====== DATA SHOWN

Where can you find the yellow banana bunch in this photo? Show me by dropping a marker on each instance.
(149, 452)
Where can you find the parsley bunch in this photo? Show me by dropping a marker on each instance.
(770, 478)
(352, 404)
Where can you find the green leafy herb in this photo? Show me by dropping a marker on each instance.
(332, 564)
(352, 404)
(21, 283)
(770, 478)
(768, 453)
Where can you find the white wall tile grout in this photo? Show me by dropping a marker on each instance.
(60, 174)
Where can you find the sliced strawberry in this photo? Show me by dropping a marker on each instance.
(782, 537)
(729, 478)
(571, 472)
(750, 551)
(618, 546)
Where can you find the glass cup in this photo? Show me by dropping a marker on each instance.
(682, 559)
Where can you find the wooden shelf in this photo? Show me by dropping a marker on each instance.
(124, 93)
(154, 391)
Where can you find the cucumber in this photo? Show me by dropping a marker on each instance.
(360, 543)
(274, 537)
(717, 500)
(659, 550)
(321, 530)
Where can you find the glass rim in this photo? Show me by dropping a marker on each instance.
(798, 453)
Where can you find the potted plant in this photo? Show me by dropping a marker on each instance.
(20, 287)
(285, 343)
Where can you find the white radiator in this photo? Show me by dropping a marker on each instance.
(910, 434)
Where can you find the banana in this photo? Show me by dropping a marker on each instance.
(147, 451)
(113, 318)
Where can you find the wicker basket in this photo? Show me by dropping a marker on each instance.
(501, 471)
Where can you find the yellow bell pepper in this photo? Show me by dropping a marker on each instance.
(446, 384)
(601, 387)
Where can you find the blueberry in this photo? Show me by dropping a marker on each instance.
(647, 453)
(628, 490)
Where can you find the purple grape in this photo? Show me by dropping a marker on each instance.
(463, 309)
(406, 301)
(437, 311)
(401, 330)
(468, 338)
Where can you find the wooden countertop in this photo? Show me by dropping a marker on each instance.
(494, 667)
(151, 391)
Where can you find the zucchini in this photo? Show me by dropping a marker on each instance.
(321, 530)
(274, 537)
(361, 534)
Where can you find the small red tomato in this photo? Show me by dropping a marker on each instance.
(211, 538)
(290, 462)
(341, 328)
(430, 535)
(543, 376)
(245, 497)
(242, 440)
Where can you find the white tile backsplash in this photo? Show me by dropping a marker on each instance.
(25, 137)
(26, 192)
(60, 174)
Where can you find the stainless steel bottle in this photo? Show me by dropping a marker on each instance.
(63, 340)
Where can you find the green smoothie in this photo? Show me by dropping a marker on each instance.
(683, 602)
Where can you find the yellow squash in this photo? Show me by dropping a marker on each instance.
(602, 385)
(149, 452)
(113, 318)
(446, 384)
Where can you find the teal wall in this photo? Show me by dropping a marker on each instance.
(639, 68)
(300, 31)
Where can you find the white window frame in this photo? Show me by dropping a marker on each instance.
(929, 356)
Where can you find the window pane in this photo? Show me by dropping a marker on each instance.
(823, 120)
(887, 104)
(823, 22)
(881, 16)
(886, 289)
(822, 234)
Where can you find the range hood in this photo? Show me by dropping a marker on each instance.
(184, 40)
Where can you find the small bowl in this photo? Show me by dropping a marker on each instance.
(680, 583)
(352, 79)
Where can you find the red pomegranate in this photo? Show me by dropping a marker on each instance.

============

WRITTEN REQUEST - Carry over every line of the data from the line containing "Where can you find the window" down through the end of the data, both ends included, and add 121 to each coordinate.

THE RESULT -
Where can you find the window pane in this photo? Show me by dropping a marker on each instance.
(944, 241)
(1008, 225)
(944, 143)
(1002, 137)
(1007, 410)
(943, 355)
Where can you find the range hood in this photo? Show me by dropping a marker on each instance.
(305, 161)
Where can you find the small bowl in this photo? Show me by dropping a marker on each instance.
(801, 704)
(473, 200)
Where can you find the red pomegranate in this photo? Show me by dropping a marker on each instance.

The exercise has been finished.